### Set task:
Copy out the listing lines from the line containing "Spot all occurrences of white bus." through the line containing "32 541 89 570", both ends included and requests included. Rescale every bounding-box coordinate in the answers by multiplying it by 1.35 and rounding to whole numbers with halves rounded up, leaving the requests and their sample format line unchanged.

Records from a dataset:
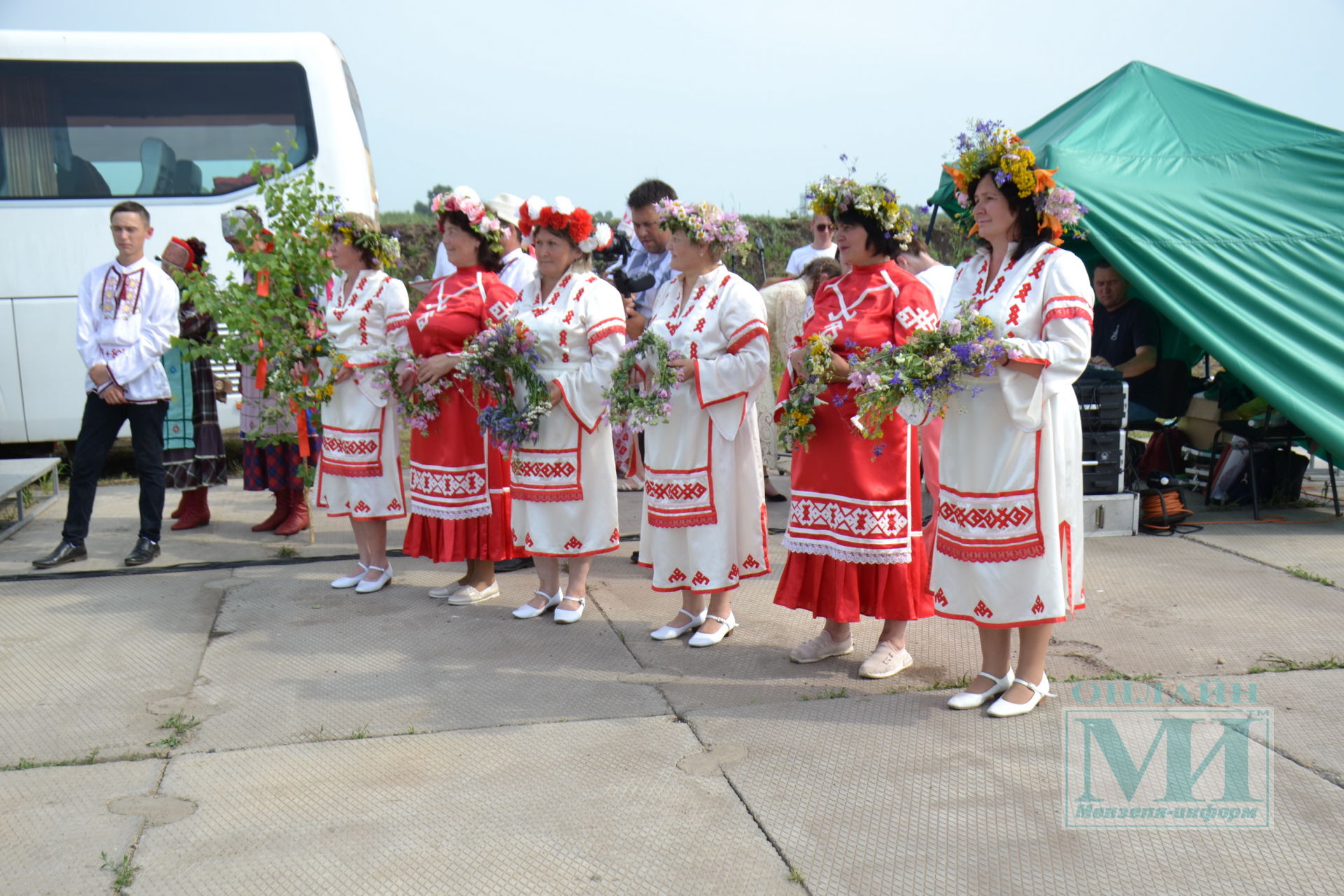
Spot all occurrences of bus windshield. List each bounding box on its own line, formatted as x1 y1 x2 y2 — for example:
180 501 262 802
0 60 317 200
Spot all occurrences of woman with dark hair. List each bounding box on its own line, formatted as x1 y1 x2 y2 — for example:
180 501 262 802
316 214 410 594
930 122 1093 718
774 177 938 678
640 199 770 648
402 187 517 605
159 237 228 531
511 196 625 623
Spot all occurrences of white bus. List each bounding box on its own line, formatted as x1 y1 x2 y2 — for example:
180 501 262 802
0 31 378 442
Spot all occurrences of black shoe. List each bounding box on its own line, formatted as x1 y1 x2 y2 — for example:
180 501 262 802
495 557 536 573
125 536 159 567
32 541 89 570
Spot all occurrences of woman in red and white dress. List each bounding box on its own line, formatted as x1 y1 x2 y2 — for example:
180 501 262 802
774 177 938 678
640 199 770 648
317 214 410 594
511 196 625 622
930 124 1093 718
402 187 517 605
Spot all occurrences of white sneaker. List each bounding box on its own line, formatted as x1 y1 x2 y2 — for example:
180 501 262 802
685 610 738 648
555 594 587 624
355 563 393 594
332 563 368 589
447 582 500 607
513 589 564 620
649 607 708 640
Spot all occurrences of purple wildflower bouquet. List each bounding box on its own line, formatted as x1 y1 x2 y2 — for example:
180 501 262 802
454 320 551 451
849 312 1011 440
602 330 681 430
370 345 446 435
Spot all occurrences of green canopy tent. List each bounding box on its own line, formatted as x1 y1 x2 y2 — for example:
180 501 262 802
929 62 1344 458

### Exercise response:
Spot all occurrences of white bus. List each bounding box on its own line, formatted as x1 y1 x2 y2 — for example:
180 501 262 802
0 42 510 597
Spot all occurrences of black shoe. List each bounding box on its own line, formatted as x1 y1 x2 y2 — for example:
180 501 262 802
668 752 724 774
169 724 215 765
43 730 120 770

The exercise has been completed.